Passage shown:
+++++

Installing Premium Air Source
Heat Pumps Across East Anglia

An air source heat pump (ASHP) is an advanced, energy-efficient heating system that absorbs heat from the outside air and transfers it into your home through the hot water in your heating system—even in freezing temperatures. Instead of burning fuel like a gas boiler, an air source heat pump moves heat, making it far more efficient.

How a Heat Pump Works
A heat pump uses a refrigeration cycle to extract, amplify, and transfer heat. This process is known as the vapour compression cycle: Here’s how it works:

1️. Evaporation – The outdoor unit draws in air, passing it over a cold refrigerant. The refrigerant absorbs heat and evaporates into a gas.

2️. Compression – The gaseous refrigerant is then compressed, dramatically raising its temperature. (Think of how a bicycle pump gets hot when you compress air!)

3. Condensation – The now hot refrigerant passes through a heat exchanger, transferring its heat to water in your central heating system (for radiators, underfloor heating, or a hot water cylinder).

4. Expansion – The refrigerant then cools down and returns to a liquid state, ready to repeat the cycle.

FACT: A heat pump operates on the same principle as your refrigerator—but in reverse!
Your fridge doesn’t add cold to your food—instead, it extracts heat from inside and releases it at the back, keeping the interior cool. Similarly, a heat pump draws heat from the outside air and transfers it into your home, keeping you warm—even in freezing temperatures!

An air source heat pump (ASHP) is one of the most efficient, cost-effective, and eco-friendly ways to heat your home. Unlike traditional boilers, which burn fuel to generate heat, a heat pump absorbs heat from the outside air, making it up to 500% efficient—meaning for every 1kWh of electricity used, it can produce up to 5kWh of heat.

+++++

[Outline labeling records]
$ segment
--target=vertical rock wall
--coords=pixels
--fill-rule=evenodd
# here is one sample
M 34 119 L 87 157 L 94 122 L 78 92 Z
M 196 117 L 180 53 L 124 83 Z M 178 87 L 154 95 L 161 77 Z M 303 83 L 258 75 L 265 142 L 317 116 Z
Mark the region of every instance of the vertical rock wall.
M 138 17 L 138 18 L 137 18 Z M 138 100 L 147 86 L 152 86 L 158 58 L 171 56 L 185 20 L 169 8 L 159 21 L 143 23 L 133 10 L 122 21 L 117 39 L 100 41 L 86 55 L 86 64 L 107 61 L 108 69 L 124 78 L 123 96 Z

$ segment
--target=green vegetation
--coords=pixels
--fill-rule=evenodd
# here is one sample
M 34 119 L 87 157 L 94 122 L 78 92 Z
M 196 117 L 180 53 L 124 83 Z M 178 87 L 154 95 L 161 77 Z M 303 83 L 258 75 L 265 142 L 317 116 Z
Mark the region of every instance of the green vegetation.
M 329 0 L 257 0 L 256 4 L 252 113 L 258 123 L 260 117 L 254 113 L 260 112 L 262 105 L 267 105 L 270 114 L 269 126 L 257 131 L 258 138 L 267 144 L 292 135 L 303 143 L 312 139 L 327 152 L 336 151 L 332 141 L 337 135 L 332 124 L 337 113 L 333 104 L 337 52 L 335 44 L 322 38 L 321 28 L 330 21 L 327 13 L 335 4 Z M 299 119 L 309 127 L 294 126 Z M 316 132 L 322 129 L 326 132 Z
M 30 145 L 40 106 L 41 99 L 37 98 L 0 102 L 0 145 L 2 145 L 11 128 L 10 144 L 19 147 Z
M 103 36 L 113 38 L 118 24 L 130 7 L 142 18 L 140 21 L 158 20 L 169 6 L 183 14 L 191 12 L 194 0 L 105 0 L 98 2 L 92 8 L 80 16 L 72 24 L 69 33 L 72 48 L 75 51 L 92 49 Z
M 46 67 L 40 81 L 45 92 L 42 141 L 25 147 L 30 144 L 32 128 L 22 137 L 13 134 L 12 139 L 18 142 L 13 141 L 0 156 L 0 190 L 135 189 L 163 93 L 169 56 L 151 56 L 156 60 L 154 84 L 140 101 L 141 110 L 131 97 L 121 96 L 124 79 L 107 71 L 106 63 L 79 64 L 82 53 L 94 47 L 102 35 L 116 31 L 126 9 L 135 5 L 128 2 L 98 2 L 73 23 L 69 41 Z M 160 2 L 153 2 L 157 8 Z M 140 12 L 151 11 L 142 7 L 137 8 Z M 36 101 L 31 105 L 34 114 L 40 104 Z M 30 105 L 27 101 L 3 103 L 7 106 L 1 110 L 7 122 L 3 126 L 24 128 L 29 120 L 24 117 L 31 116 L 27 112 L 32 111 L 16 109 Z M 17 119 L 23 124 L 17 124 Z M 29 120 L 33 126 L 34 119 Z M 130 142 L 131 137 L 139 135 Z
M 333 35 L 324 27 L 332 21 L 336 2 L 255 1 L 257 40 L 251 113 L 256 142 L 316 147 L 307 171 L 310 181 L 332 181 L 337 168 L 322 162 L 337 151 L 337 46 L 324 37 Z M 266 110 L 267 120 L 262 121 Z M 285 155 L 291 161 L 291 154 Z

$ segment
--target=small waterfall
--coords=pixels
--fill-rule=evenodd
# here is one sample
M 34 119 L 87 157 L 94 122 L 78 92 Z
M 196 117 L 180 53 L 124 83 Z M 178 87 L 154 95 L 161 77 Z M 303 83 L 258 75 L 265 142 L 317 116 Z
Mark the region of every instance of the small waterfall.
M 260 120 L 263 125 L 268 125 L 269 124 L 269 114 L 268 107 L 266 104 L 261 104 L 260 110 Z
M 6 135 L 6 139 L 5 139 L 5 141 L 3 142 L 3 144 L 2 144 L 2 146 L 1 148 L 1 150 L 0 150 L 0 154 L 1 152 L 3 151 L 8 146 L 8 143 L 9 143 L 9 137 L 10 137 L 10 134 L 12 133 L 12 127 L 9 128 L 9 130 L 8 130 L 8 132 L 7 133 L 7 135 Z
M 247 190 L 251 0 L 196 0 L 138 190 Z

+++++

Reproduce the heat pump page word for word, from start to finish. You won't need the records for anything here.

Installing Premium Air Source
Heat Pumps Across East Anglia

An air source heat pump (ASHP) is an advanced, energy-efficient heating system that absorbs heat from the outside air and transfers it into your home through the hot water in your heating system—even in freezing temperatures. Instead of burning fuel like a gas boiler, an air source heat pump moves heat, making it far more efficient.

How a Heat Pump Works
A heat pump uses a refrigeration cycle to extract, amplify, and transfer heat. This process is known as the vapour compression cycle: Here’s how it works:

1️. Evaporation – The outdoor unit draws in air, passing it over a cold refrigerant. The refrigerant absorbs heat and evaporates into a gas.

2️. Compression – The gaseous refrigerant is then compressed, dramatically raising its temperature. (Think of how a bicycle pump gets hot when you compress air!)

3. Condensation – The now hot refrigerant passes through a heat exchanger, transferring its heat to water in your central heating system (for radiators, underfloor heating, or a hot water cylinder).

4. Expansion – The refrigerant then cools down and returns to a liquid state, ready to repeat the cycle.

FACT: A heat pump operates on the same principle as your refrigerator—but in reverse!
Your fridge doesn’t add cold to your food—instead, it extracts heat from inside and releases it at the back, keeping the interior cool. Similarly, a heat pump draws heat from the outside air and transfers it into your home, keeping you warm—even in freezing temperatures!

An air source heat pump (ASHP) is one of the most efficient, cost-effective, and eco-friendly ways to heat your home. Unlike traditional boilers, which burn fuel to generate heat, a heat pump absorbs heat from the outside air, making it up to 500% efficient—meaning for every 1kWh of electricity used, it can produce up to 5kWh of heat.